Exercise description:
Rewrite the material below, replacing every "deepest" with "innermost" and leaving everything else unchanged.

Dataset content:

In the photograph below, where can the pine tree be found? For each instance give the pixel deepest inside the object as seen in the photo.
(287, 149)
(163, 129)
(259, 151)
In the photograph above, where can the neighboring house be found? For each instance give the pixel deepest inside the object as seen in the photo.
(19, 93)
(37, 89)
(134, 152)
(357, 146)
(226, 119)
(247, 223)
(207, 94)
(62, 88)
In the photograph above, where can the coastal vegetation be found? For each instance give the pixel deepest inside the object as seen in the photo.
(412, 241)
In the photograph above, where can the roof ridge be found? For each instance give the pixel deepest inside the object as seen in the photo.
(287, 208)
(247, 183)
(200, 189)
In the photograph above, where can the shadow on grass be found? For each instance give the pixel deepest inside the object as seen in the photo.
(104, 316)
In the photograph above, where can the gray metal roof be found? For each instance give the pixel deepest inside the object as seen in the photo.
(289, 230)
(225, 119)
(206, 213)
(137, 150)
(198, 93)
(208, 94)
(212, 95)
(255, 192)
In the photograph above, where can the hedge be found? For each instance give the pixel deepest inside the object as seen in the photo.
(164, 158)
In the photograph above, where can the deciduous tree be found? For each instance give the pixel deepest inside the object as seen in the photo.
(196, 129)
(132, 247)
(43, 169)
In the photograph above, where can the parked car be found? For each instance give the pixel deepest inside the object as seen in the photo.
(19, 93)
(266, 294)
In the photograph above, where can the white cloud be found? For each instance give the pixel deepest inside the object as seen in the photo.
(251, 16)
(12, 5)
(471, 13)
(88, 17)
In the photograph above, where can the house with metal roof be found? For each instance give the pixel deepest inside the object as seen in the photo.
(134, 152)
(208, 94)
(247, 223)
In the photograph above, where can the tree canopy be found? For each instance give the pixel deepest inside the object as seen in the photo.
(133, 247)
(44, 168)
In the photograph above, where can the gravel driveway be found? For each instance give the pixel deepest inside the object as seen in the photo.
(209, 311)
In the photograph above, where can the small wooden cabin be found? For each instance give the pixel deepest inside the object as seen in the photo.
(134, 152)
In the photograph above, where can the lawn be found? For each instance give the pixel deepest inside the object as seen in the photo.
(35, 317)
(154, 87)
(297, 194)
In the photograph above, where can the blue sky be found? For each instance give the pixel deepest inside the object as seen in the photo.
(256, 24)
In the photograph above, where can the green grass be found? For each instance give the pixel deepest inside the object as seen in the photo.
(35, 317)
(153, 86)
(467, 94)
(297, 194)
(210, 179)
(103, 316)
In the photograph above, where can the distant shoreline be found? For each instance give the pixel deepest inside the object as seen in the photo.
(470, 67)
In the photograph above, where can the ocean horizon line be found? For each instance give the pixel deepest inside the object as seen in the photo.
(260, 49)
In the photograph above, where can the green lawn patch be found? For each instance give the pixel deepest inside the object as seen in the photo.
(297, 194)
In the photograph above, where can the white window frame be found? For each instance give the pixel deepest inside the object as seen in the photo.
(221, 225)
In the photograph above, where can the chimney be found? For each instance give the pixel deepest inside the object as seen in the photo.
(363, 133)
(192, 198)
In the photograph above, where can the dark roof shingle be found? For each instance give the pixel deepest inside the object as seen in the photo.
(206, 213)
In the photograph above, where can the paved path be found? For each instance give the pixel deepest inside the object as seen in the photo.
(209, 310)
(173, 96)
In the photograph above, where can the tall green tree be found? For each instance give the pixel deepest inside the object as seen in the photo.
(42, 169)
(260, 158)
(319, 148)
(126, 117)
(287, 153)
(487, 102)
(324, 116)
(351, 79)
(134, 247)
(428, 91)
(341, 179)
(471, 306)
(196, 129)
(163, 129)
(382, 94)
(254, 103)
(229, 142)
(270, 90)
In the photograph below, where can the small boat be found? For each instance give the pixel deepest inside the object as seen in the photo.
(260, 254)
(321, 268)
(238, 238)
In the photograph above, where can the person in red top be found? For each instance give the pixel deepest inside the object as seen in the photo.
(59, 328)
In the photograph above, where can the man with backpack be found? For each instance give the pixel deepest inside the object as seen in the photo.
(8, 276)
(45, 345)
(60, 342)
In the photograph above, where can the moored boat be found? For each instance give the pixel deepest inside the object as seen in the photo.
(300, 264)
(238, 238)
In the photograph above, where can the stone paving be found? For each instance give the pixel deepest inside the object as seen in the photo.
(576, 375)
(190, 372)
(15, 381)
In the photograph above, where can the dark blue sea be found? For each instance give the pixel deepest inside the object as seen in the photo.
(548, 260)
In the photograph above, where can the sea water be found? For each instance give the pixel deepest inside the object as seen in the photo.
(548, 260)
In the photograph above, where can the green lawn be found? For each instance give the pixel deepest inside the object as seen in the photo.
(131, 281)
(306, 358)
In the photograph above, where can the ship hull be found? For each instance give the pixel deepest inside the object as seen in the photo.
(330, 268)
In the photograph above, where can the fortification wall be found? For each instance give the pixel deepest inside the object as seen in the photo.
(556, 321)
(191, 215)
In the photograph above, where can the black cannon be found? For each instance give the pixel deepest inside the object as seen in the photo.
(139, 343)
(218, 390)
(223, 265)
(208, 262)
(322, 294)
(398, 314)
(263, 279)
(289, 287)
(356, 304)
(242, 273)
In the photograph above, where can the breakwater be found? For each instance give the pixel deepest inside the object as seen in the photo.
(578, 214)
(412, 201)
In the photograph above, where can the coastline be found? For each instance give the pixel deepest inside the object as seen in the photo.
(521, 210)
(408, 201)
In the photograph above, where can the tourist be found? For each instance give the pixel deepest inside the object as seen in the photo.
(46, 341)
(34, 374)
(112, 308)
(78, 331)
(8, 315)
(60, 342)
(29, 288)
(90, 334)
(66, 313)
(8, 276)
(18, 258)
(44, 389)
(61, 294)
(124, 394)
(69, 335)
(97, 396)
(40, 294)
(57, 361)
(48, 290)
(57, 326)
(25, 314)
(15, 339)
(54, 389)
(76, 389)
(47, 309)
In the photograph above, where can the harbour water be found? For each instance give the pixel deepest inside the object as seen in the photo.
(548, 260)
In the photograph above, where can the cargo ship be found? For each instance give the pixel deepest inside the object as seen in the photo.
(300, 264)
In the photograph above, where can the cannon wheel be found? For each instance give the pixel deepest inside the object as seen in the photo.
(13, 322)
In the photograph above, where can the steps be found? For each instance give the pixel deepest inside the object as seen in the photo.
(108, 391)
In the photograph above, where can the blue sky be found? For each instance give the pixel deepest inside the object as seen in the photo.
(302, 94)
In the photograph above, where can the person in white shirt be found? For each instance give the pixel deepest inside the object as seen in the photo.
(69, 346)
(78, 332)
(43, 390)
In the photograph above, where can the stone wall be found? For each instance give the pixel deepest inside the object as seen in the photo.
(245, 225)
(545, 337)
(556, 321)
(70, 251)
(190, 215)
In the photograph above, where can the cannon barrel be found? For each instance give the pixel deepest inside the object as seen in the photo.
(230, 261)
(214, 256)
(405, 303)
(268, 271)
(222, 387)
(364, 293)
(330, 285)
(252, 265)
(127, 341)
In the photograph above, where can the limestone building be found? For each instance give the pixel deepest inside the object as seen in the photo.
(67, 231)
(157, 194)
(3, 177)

Result:
In the photograph below, where can the pine tree be found? For each instance give the pixel innermost inside the object as seen in the photo.
(287, 149)
(163, 129)
(259, 151)
In the photograph above, where can the neighboring house be found? For each instance give the pixel innermost inside the object as seen in the photo.
(19, 93)
(37, 89)
(134, 152)
(357, 146)
(226, 119)
(247, 223)
(207, 94)
(62, 88)
In the photograph above, where can the coastal vegetation be found? For each instance give the pixel innermost inside the object as seen in the photo.
(412, 241)
In the photograph above, where can the roof ridge be found? For each instance give the pixel innermost inside the object as seen in the photo.
(287, 208)
(247, 183)
(200, 189)
In the photograph above, where can the shadow on grass be found? For each instance give the pixel innermost inside the object as seen in the photo.
(104, 316)
In the photograph above, where can the gray metal roof be found? For each instance give the pixel innermost inside the object as seen in the photo.
(289, 230)
(225, 119)
(206, 213)
(137, 150)
(198, 93)
(208, 94)
(212, 95)
(255, 192)
In the photograph above, where can the hedge be found? For each instance give the pixel innermost inside the object as seen in the photo.
(164, 158)
In the photograph above, where can the deciduous tree be found? For each instance give the pixel innermost inside the object as seen in the photo.
(196, 129)
(132, 247)
(43, 169)
In the photograph above, where can the parked car be found? For each instance give the pixel innermost inside the object as seen in the photo.
(19, 93)
(266, 294)
In the photograph above, where can the white cloud be found? For each instance give the pixel innermost inside the object as seen in the photo.
(251, 16)
(12, 5)
(471, 13)
(88, 17)
In the photograph above, where can the house with metal roof be found? For each instance give the pixel innermost inside the object as seen in the photo.
(134, 152)
(208, 94)
(247, 223)
In the photograph above, where can the tree canopy be found? For each instance give the pixel innermost inside the object as seen in the photo.
(133, 247)
(44, 168)
In the photograph above, where can the gravel driveway be found? For each instance give the pixel innermost inside the object as seen in the photo.
(209, 311)
In the photograph above, where can the small wooden cabin be found? For each instance give the pixel innermost inside the object as seen in the photo.
(134, 152)
In the photograph above, where can the lawn be found? For each instance give the pixel innermost inside the object as seen in the photo.
(35, 317)
(154, 87)
(297, 194)
In the photograph above, where can the blue sky be found? For each instance give the pixel innermost inside the object as seen in the photo.
(256, 24)
In the photograph above, where can the green grass be found? For each instance give the pixel innermost inside the object as seen in the photo.
(35, 317)
(153, 86)
(467, 94)
(297, 194)
(210, 179)
(103, 316)
In the photograph above, where can the distant shoreline be found? For each instance give the pixel innermost inside the object as seen in the photo.
(470, 67)
In the photograph above, where can the ocean horizon line be found? For each instance give the pixel innermost inside the object as seen in the photo.
(260, 49)
In the photograph above, where can the green lawn patch be found? For each instance give the pixel innermost inside the object as seen in the photo.
(297, 194)
In the photograph above, where can the white window frame be found? For each instance give the pixel innermost inside the object as seen in the photo.
(221, 225)
In the photograph above, where can the chimney be found? For each instance give the pixel innermost inside the object as seen in the photo.
(363, 133)
(192, 198)
In the photograph above, where can the dark roof shingle be found? For each instance give the pixel innermost inside the object as seen in the photo.
(206, 213)
In the photograph above, where can the paved path be found? For each instance give the pixel innermost inside the object as seen in the photo.
(209, 310)
(173, 96)
In the photograph above, where can the tall green tree be found? For each instance give the pixel innermost inside the object as seen in the photo.
(42, 169)
(260, 158)
(319, 148)
(126, 117)
(287, 153)
(487, 102)
(324, 116)
(351, 79)
(134, 247)
(428, 91)
(341, 179)
(471, 306)
(196, 129)
(163, 129)
(382, 94)
(254, 103)
(229, 142)
(270, 90)
In the photograph below, where can the small boat be found? For each instance give the pixel innermost inside the object as seen in the photo.
(260, 254)
(321, 268)
(238, 238)
In the photograph above, where can the person in red top be found? For each instance give the pixel innermost inside the object as seen in the photo.
(59, 328)
In the photograph above, where can the man with backpack be found? For each instance give the pixel innermost inside the object as seen in the photo.
(8, 276)
(45, 345)
(60, 342)
In the photograph above, where can the moored boat be found? For each instance give the pixel innermost inside the object as seen in the photo.
(300, 264)
(238, 238)
In the photograph above, where can the stone paving be found? For each instance give the pixel innermost inside the object as seen in the photo.
(576, 375)
(190, 372)
(15, 381)
In the photograph above, where can the dark blue sea be found? For each instance give the pixel innermost inside the object as seen in the photo.
(548, 260)
In the photograph above, where can the sea water be found? For each instance give the pixel innermost inside the object as seen in the photo.
(548, 260)
In the photograph above, where can the green lawn be found? For each instance give the pixel innermost inside the object as seen in the photo.
(131, 281)
(306, 358)
In the photograph above, where can the ship hull be found? For each instance give the pixel innermost inside the object as seen in the photo.
(330, 268)
In the photograph above, where can the fortification wall be found? For each instance give the pixel innermost inside the object as seen in the photo.
(556, 321)
(191, 215)
In the photograph above, where can the black cannon be found? For each instance give the pixel innermost inside the object as seen in the photo.
(139, 343)
(218, 390)
(223, 265)
(208, 262)
(322, 294)
(398, 314)
(263, 279)
(289, 287)
(356, 304)
(242, 273)
In the photograph above, where can the breakwater be found? For each instance give the pixel innermost inside the object as seen in the photo.
(578, 214)
(412, 201)
In the photograph above, where can the coastline be found? For each instance give the pixel innermost inside the object as seen in the photo.
(521, 210)
(408, 201)
In the photograph above, where can the tourist be found? For each instance give the pixel innermost inside the object as seen in the photo.
(46, 341)
(34, 374)
(112, 308)
(78, 331)
(8, 315)
(60, 342)
(29, 288)
(90, 334)
(66, 313)
(8, 276)
(18, 258)
(44, 389)
(61, 294)
(124, 394)
(69, 335)
(97, 396)
(40, 294)
(57, 361)
(48, 290)
(57, 326)
(25, 314)
(15, 339)
(54, 389)
(76, 389)
(47, 309)
In the photograph above, where can the harbour water be found? For each instance give the pixel innermost inside the object as seen in the photo.
(548, 260)
In the photograph above, where can the cargo ship be found? For each instance give the pixel innermost inside the object as seen in the photo.
(300, 264)
In the photograph above, where can the cannon wheel be found? For each instance give the pixel innermost inside the object as seen in the photo.
(13, 322)
In the photograph above, where can the steps be found? For each instance give the pixel innermost inside the object as seen in the photo.
(108, 391)
In the photograph above, where can the blue sky be found? For each instance give the pixel innermost inside the object as seen in the photo.
(302, 94)
In the photograph above, where can the person in white shirt be found? For each instance give the pixel innermost inside the object as seen in the photo.
(69, 346)
(78, 332)
(43, 390)
In the photograph above, where can the stone wall be found? For each instance give the pixel innermost inside the object as seen in the photo.
(245, 225)
(545, 337)
(556, 321)
(70, 251)
(190, 215)
In the photograph above, where can the cannon barrel be found? For each instance give the pixel innermost inside the object as seen in the photo.
(230, 261)
(214, 256)
(405, 303)
(268, 271)
(222, 387)
(364, 293)
(330, 285)
(252, 265)
(127, 341)
In the photograph above, where can the limestone building be found? For each instance give the pixel innermost inside the object as seen in the photo.
(67, 231)
(157, 194)
(3, 177)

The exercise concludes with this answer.